What to produce:
Copying exactly, give the lines in the material below from the one with "like [273, 134]." to the one with "like [914, 292].", ends included, and nothing besides.

Dataset:
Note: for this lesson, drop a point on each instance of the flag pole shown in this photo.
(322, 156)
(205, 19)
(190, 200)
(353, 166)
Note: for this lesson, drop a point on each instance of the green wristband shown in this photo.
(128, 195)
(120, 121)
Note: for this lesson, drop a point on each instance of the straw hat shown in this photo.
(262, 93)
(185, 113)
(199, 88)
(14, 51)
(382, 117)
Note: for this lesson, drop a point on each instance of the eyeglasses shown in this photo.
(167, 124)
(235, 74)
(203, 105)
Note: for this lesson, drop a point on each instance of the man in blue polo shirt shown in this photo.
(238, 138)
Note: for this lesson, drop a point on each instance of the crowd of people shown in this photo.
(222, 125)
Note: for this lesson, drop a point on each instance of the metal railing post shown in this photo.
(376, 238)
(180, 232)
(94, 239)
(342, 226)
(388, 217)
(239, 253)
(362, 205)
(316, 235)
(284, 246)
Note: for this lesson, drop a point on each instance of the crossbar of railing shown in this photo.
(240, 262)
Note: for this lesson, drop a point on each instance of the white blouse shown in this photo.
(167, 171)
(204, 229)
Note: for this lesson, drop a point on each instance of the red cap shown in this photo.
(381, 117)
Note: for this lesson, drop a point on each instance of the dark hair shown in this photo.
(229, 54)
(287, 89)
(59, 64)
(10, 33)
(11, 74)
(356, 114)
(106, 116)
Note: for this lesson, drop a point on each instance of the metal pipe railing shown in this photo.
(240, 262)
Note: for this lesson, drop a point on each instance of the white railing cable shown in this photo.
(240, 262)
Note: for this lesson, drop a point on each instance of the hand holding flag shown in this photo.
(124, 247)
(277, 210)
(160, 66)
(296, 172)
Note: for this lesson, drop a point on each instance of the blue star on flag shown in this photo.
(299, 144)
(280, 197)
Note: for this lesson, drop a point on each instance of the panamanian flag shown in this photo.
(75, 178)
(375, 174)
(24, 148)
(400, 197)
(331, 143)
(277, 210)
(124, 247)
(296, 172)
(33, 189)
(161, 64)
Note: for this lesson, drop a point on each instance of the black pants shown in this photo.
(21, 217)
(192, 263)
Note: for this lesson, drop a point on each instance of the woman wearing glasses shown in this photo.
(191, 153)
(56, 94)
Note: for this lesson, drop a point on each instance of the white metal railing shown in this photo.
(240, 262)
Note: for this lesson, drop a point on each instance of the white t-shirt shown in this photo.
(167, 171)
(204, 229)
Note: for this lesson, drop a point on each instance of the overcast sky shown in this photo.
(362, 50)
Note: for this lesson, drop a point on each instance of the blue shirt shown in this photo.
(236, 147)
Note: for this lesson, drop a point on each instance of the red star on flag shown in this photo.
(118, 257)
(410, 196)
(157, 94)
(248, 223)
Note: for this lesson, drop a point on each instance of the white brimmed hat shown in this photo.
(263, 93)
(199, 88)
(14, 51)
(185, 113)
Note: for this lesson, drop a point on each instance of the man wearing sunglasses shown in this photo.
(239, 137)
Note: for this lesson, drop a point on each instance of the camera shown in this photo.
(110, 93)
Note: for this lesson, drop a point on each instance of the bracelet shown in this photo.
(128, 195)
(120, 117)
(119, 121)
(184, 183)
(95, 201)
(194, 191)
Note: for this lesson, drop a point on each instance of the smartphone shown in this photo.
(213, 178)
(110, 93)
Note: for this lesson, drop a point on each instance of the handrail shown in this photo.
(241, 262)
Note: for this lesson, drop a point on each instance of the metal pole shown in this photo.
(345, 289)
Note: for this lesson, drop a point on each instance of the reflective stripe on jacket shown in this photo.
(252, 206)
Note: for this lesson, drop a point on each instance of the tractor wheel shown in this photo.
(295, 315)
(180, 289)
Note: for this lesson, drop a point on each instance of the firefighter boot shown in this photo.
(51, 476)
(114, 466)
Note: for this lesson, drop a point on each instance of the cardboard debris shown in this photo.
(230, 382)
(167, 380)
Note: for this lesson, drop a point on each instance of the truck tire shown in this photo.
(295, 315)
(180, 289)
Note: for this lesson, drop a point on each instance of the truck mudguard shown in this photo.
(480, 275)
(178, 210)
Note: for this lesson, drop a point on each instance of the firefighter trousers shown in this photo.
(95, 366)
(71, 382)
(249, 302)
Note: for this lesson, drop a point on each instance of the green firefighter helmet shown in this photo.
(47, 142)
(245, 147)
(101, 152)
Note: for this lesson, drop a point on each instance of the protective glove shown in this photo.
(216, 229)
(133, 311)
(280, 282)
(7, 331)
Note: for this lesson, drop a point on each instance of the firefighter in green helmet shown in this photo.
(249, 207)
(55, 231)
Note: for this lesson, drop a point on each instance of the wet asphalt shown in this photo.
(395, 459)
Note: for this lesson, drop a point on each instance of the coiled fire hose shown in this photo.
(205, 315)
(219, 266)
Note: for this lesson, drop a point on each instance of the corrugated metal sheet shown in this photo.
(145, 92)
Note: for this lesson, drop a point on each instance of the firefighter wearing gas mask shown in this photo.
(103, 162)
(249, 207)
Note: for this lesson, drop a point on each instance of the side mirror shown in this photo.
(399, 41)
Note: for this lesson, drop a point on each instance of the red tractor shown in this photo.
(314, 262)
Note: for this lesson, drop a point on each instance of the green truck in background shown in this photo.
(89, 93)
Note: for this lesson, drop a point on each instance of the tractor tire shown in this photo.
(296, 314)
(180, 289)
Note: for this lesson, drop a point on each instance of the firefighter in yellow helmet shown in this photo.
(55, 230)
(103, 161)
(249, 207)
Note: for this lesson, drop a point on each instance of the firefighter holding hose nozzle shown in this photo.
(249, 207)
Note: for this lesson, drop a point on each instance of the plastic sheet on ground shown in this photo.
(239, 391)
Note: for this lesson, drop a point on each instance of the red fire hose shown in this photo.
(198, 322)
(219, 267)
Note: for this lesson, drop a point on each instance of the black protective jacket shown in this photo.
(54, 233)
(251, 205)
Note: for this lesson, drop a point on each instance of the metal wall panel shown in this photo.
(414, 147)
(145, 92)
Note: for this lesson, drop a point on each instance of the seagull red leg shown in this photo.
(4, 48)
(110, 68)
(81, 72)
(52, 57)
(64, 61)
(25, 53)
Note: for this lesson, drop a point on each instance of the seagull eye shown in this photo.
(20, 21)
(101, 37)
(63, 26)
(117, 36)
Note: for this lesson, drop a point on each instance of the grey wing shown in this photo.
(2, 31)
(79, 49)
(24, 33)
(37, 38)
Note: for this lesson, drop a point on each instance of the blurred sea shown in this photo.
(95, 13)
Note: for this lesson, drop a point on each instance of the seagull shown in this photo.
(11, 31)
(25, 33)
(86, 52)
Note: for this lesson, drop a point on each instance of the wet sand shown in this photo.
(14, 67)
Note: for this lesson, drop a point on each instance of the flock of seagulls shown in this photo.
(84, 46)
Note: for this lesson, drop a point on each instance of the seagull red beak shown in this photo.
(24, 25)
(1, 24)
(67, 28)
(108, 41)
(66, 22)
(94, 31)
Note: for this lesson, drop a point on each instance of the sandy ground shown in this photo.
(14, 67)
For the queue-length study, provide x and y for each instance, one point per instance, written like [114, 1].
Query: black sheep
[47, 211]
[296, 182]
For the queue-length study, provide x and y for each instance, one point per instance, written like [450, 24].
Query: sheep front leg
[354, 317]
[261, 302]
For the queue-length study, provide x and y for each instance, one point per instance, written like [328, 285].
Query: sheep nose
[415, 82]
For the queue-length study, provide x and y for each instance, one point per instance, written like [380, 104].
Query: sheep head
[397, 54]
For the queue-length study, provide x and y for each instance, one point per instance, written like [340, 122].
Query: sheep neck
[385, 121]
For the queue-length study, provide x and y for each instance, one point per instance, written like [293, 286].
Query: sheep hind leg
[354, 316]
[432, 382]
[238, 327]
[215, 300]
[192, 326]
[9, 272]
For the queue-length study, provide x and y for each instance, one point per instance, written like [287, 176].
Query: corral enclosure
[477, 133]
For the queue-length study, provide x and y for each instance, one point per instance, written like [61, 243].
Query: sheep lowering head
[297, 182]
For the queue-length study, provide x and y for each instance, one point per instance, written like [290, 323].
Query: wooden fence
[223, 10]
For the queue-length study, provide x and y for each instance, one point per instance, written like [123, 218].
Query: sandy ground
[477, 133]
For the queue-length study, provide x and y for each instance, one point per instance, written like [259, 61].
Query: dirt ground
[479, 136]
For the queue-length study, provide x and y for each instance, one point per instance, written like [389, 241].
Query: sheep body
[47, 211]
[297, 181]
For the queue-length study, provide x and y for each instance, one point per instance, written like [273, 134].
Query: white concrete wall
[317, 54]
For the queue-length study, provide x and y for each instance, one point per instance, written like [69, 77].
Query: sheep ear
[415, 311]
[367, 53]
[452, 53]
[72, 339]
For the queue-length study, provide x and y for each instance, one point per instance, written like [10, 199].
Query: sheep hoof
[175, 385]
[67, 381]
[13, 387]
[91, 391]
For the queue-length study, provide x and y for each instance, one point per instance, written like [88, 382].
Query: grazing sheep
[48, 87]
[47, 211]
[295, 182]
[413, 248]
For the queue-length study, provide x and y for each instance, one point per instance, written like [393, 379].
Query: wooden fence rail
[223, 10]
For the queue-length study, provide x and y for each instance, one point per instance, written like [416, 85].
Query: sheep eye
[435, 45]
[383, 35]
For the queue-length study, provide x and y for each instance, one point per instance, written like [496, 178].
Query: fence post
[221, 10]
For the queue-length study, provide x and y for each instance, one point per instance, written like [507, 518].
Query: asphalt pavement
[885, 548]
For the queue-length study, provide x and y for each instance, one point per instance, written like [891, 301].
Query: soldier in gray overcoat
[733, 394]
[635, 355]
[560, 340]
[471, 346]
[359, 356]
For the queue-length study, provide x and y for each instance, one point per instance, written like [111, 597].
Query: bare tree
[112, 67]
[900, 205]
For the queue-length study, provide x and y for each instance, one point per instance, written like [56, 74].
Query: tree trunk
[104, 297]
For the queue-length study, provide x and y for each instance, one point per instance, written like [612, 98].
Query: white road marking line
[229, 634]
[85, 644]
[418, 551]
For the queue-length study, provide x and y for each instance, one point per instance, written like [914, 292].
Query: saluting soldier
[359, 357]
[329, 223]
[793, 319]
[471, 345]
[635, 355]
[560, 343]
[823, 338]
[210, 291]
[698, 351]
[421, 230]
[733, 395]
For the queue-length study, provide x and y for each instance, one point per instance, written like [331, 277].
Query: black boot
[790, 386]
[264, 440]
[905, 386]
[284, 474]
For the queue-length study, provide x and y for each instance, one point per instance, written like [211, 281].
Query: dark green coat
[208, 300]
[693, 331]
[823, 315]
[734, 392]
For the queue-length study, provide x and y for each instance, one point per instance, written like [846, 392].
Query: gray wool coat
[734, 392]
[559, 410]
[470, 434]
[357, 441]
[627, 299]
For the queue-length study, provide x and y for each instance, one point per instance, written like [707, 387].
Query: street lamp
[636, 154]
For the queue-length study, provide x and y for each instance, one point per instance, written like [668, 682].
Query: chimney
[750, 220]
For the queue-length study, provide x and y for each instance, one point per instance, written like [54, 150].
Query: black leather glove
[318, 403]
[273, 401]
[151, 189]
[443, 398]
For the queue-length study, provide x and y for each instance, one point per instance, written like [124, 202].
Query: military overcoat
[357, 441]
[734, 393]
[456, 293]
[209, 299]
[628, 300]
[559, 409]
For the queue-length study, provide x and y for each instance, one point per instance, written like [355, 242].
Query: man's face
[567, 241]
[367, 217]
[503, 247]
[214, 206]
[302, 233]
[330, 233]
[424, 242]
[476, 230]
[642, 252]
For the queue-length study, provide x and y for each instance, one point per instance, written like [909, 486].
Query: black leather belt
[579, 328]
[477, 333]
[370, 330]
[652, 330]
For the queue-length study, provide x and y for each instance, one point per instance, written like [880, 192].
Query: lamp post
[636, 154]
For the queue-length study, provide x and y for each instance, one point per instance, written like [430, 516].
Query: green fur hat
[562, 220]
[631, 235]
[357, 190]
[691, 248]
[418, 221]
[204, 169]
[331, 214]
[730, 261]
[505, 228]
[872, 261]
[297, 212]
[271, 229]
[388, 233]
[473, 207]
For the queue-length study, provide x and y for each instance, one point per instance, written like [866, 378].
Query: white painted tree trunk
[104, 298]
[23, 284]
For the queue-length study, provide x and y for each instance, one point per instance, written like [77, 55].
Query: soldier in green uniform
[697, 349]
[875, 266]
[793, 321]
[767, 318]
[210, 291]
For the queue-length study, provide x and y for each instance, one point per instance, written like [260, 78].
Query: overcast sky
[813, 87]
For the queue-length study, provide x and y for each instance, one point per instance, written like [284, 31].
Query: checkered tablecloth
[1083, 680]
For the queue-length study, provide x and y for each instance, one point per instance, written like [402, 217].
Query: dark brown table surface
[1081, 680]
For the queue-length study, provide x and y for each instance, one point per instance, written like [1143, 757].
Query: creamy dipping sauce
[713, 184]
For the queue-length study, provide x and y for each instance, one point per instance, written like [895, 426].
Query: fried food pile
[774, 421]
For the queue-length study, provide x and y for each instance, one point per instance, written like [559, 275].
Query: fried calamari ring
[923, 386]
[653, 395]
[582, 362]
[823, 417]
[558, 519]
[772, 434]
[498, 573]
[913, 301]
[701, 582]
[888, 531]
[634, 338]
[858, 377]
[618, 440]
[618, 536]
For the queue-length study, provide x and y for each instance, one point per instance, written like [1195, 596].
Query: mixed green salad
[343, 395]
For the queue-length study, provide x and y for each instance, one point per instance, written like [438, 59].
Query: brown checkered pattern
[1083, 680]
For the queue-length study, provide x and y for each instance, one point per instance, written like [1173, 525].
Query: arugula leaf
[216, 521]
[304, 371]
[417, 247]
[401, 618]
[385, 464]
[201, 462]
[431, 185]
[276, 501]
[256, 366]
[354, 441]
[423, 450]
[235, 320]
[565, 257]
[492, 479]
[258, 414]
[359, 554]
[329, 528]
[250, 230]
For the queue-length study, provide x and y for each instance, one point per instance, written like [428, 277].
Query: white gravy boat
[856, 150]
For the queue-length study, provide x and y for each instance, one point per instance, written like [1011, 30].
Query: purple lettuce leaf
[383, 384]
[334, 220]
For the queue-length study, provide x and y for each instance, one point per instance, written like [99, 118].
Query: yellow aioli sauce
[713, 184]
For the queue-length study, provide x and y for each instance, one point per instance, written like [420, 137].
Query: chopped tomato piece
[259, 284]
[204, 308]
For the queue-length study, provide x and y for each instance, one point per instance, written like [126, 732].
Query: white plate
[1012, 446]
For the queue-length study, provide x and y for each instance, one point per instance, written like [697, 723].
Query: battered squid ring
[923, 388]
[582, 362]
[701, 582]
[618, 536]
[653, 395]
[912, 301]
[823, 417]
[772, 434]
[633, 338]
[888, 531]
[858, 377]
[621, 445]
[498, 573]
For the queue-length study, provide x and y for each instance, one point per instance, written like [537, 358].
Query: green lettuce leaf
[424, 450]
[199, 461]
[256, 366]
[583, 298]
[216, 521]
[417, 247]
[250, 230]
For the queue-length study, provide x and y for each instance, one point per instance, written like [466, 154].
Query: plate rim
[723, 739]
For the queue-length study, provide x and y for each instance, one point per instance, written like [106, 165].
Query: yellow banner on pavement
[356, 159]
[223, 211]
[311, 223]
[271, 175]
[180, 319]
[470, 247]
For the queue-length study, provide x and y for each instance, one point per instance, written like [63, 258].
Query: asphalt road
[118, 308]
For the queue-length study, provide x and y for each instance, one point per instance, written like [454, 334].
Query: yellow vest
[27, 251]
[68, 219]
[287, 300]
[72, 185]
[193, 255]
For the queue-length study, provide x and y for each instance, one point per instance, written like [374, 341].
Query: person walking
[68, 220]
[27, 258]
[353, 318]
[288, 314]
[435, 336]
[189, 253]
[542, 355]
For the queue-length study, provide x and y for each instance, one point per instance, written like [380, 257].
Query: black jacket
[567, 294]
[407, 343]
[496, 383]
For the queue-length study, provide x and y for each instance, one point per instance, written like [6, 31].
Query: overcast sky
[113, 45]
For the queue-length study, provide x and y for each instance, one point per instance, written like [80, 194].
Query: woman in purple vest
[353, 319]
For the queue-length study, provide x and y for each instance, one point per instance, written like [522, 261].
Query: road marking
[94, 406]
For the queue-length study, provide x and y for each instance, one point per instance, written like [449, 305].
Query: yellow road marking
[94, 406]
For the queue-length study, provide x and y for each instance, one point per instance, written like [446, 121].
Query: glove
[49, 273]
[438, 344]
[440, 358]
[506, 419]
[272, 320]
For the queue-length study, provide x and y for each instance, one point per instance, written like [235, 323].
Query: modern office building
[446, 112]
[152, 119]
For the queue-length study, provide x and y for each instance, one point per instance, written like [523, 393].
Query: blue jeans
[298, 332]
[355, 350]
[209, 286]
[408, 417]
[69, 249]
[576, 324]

Response below:
For the queue-length study, provide x and y for each instance, one point per instance, written like [273, 134].
Query: white concrete wall
[317, 54]
For the queue-length study, provide x and y for each instance, one point per instance, written like [69, 77].
Query: sheep ear
[415, 311]
[367, 53]
[452, 53]
[72, 339]
For the queue-length study, provide x and y for each instance, one point per instance, written like [10, 199].
Query: sheep hoof
[175, 385]
[67, 381]
[13, 387]
[91, 391]
For the queue-length study, provide x and y for each instance, one point per instance, written like [88, 382].
Query: grazing sheep
[48, 87]
[47, 211]
[295, 182]
[413, 248]
For the queue-length study, provide x and y for each instance, one point per instance, written like [393, 379].
Query: wooden fence rail
[223, 10]
For the queue-length study, provide x and y for each instance, one point per instance, written like [416, 85].
Query: sheep eye
[435, 45]
[383, 35]
For the queue-length study, provide x and y for each instance, one point per instance, written like [496, 178].
Query: fence post
[221, 10]
For the queue-length study, provide x and y for each instance, one point per instance, written like [507, 518].
Query: asphalt pavement
[885, 548]
For the queue-length study, provide x and y for each instance, one point per instance, written like [891, 301].
Query: soldier in gray overcoat
[733, 394]
[635, 355]
[560, 340]
[471, 346]
[359, 356]
For the queue-length study, provide x and y for each instance, one point per instance, written like [111, 597].
Query: bare tree
[112, 67]
[900, 205]
For the queue-length study, provide x and y for each instance, one point per instance, written like [56, 74].
Query: tree trunk
[104, 297]
For the queue-length study, provide x and y for each instance, one point per instance, written like [612, 98].
Query: white road marking line
[229, 634]
[85, 644]
[418, 551]
For the queue-length study, provide x and y for each instance, one point per instance, written like [914, 292].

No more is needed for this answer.